STORED DATA:
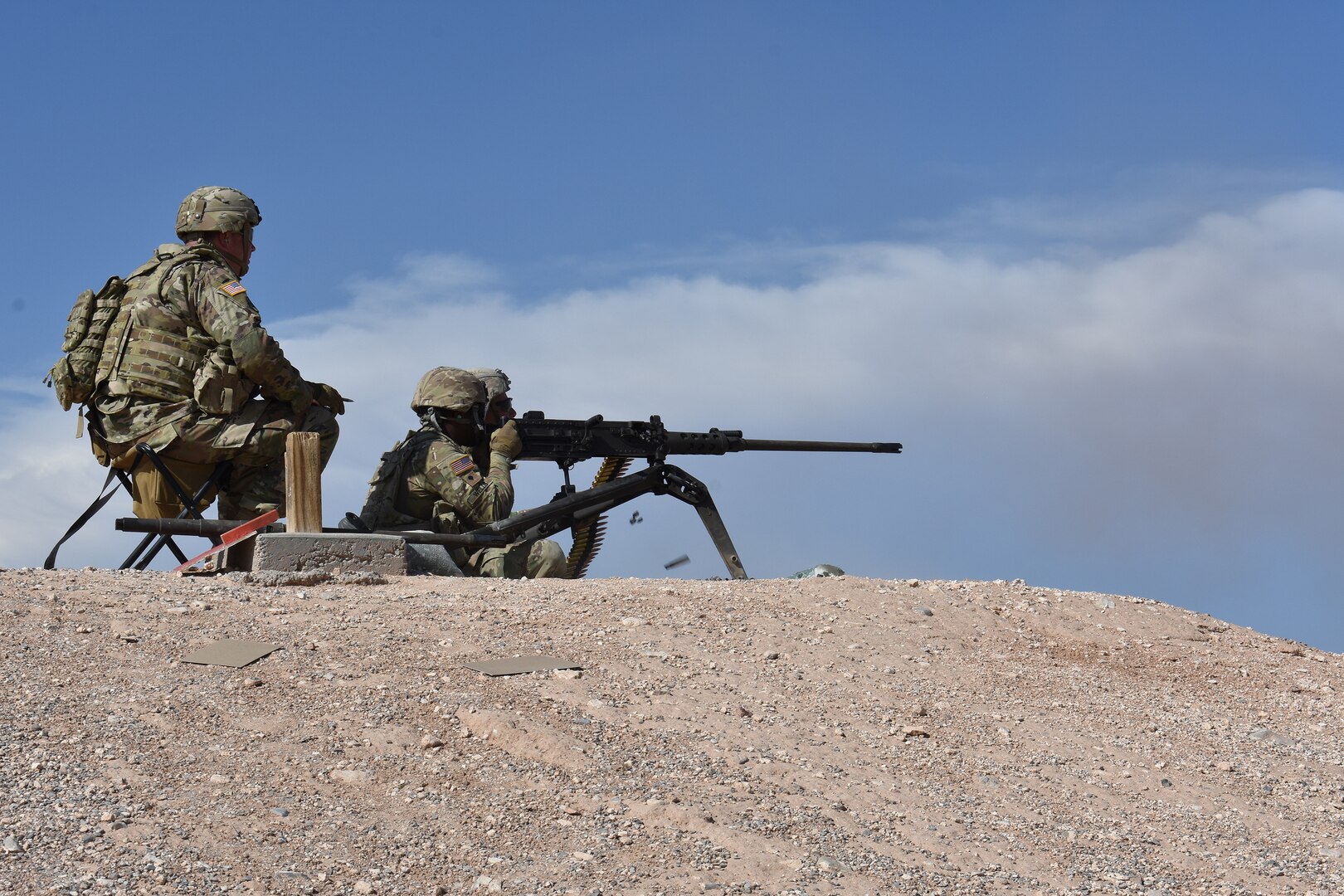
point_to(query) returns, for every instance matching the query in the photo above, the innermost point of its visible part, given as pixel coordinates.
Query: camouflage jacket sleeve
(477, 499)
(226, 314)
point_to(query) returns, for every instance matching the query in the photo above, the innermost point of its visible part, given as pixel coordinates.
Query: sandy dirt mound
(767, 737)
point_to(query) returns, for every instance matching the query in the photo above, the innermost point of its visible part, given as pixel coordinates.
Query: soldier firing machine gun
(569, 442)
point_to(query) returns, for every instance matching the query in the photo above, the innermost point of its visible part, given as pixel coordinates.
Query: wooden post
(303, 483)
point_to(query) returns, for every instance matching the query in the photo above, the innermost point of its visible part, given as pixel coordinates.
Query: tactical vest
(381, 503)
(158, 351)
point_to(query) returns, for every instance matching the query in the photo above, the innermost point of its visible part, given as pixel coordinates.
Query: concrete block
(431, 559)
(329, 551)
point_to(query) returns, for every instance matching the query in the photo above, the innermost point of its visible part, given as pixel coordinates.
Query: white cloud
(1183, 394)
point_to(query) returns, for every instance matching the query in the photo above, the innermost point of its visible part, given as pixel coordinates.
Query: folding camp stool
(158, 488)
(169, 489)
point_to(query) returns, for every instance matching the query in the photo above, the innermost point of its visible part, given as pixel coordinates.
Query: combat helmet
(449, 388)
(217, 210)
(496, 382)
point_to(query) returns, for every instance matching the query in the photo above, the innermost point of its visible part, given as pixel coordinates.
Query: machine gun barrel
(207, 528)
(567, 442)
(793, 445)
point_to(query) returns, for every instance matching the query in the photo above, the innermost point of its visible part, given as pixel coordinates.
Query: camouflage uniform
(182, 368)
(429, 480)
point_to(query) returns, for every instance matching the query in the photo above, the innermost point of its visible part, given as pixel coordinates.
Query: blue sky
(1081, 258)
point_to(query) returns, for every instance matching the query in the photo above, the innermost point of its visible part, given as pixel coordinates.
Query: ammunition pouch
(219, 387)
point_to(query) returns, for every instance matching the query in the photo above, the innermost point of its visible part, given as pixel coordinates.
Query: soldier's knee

==

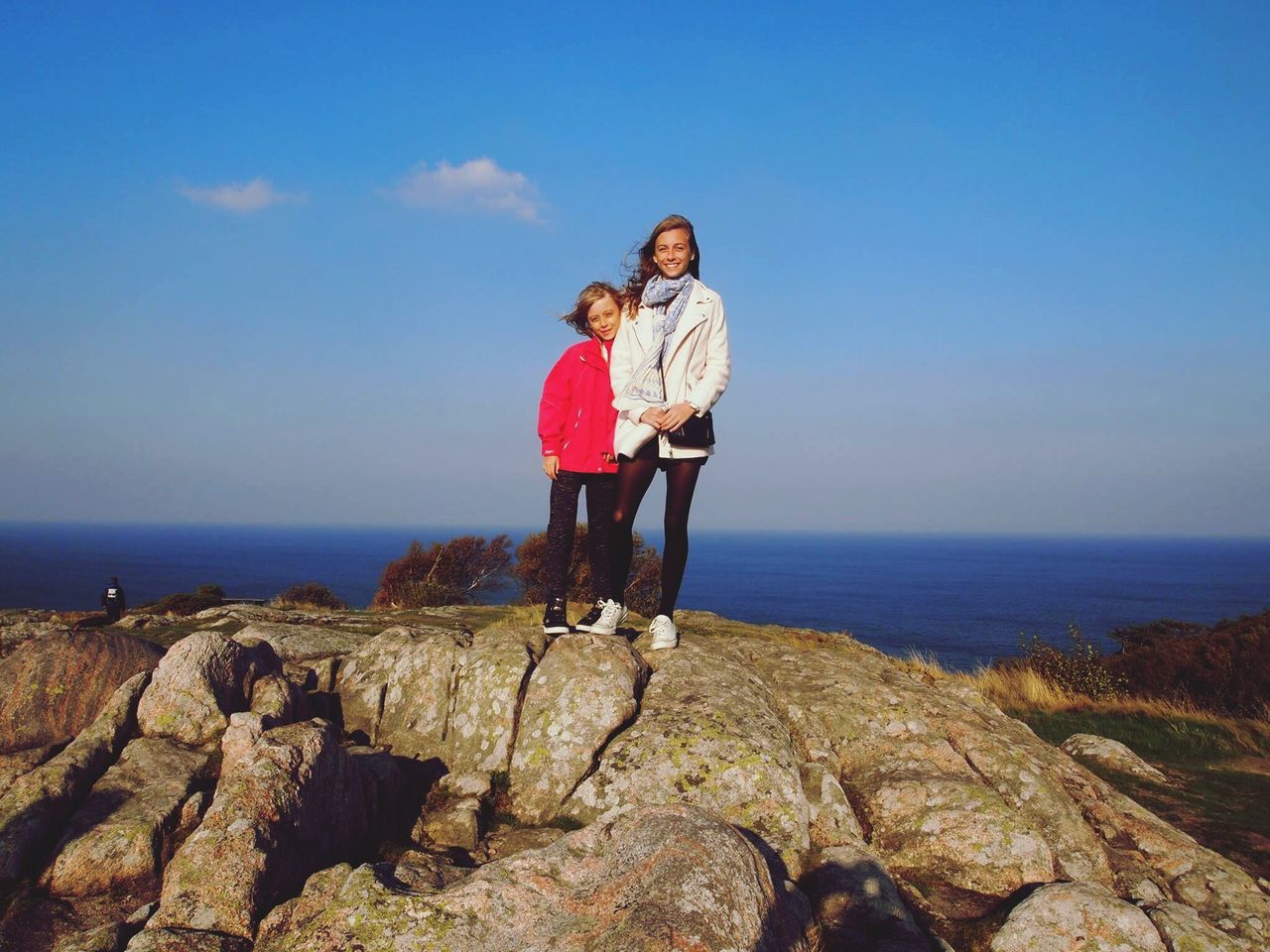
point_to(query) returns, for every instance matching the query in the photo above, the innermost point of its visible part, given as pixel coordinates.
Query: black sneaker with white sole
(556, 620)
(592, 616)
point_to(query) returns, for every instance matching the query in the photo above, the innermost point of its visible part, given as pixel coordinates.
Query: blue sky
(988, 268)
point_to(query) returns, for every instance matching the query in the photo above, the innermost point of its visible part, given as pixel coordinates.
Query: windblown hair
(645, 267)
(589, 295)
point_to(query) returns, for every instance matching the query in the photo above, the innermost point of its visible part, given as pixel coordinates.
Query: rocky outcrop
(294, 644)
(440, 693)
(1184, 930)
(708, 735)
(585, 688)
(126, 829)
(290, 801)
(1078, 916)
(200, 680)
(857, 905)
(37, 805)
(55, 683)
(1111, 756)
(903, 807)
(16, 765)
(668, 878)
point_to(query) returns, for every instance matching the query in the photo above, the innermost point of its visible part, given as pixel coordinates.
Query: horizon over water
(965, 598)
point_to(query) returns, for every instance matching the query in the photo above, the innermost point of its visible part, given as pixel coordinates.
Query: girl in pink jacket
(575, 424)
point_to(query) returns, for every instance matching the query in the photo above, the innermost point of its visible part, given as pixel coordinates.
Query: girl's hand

--

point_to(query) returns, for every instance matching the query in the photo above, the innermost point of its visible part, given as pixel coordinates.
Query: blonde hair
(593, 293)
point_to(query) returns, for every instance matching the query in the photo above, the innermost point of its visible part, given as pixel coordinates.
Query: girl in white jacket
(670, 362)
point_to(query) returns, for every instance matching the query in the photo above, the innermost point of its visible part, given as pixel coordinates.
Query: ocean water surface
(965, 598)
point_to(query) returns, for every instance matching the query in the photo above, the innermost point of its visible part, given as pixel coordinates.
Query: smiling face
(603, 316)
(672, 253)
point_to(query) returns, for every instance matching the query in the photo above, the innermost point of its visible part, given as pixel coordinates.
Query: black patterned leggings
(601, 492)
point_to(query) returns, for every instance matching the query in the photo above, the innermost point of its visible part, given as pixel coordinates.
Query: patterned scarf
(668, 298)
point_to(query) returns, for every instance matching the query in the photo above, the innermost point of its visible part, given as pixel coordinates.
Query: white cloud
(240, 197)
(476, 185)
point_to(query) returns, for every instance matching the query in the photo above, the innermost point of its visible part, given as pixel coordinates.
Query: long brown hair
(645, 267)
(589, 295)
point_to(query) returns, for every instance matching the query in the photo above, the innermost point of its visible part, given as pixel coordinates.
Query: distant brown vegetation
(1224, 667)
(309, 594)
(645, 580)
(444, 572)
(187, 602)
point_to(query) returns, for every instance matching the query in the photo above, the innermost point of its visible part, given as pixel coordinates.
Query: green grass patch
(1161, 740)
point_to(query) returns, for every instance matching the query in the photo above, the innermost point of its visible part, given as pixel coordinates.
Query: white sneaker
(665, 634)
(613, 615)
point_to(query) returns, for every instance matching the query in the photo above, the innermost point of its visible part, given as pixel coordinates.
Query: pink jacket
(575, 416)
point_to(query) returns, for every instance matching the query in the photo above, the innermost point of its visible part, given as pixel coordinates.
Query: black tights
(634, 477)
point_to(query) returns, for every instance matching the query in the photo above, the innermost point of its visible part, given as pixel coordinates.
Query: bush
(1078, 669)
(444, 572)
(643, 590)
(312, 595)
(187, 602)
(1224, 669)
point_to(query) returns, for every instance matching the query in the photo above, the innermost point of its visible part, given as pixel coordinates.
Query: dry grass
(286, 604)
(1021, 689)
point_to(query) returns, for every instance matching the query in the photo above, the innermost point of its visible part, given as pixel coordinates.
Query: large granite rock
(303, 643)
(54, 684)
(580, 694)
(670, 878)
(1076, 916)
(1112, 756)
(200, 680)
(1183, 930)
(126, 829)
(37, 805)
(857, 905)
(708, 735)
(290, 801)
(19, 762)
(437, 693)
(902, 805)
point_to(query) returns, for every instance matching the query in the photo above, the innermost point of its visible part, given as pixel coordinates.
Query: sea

EXERCISE GOAL:
Reproducing the whole listing above is not the task. Copy exactly only the lines from the one with "Query: girl in pink jacket" to the one with "Query: girl's hand", both kept.

OUTPUT OF THE TASK:
Query: girl in pink jacket
(575, 424)
point_to(query) returns, for every instance matching the query in the photo above, the innermost point of its visible part, given as pixel coordinates.
Query: girl's hand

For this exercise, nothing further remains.